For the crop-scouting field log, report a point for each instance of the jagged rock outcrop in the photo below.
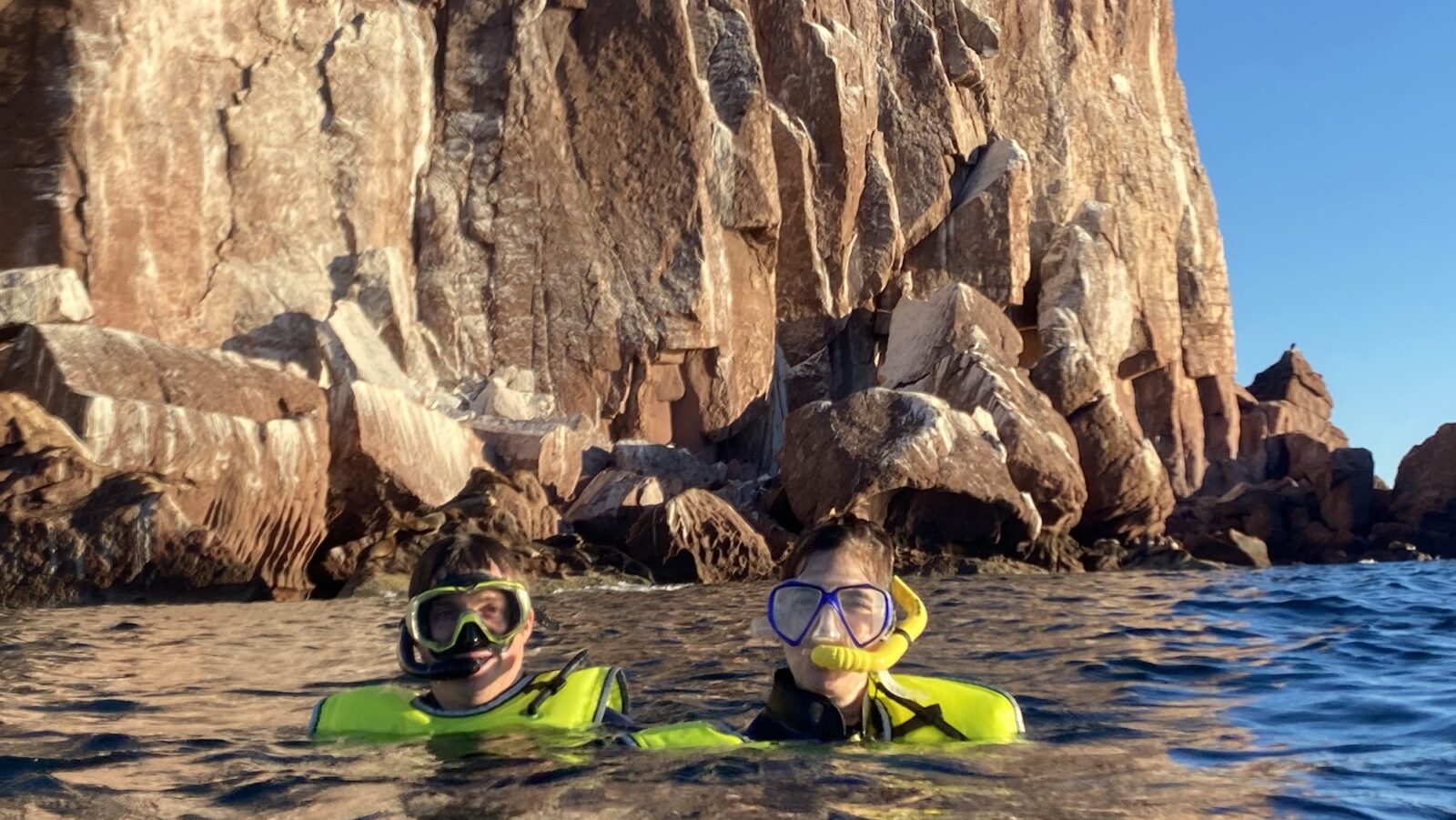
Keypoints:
(76, 531)
(38, 296)
(1288, 398)
(242, 450)
(932, 475)
(1423, 510)
(698, 536)
(679, 218)
(460, 171)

:::

WHAT THIS TASK INVOLVES> Rewrite all the rows above as a Markdown table with the columns No and Line, one line of text per table row, numbered in order. Skip blank lines, and leave the picture out.

EXERCISE RESULT>
| No | Line |
|---|---|
| 1 | For the crop-scouting field log, report a point for each instance of the jagged rock outcrop in the photo below. |
| 2 | Keypoints: |
| 3 | (76, 531) |
| 4 | (38, 296) |
| 5 | (1288, 398) |
| 6 | (242, 450) |
| 7 | (932, 475) |
| 8 | (1423, 510) |
| 9 | (698, 536) |
| 10 | (679, 218) |
| 11 | (460, 171) |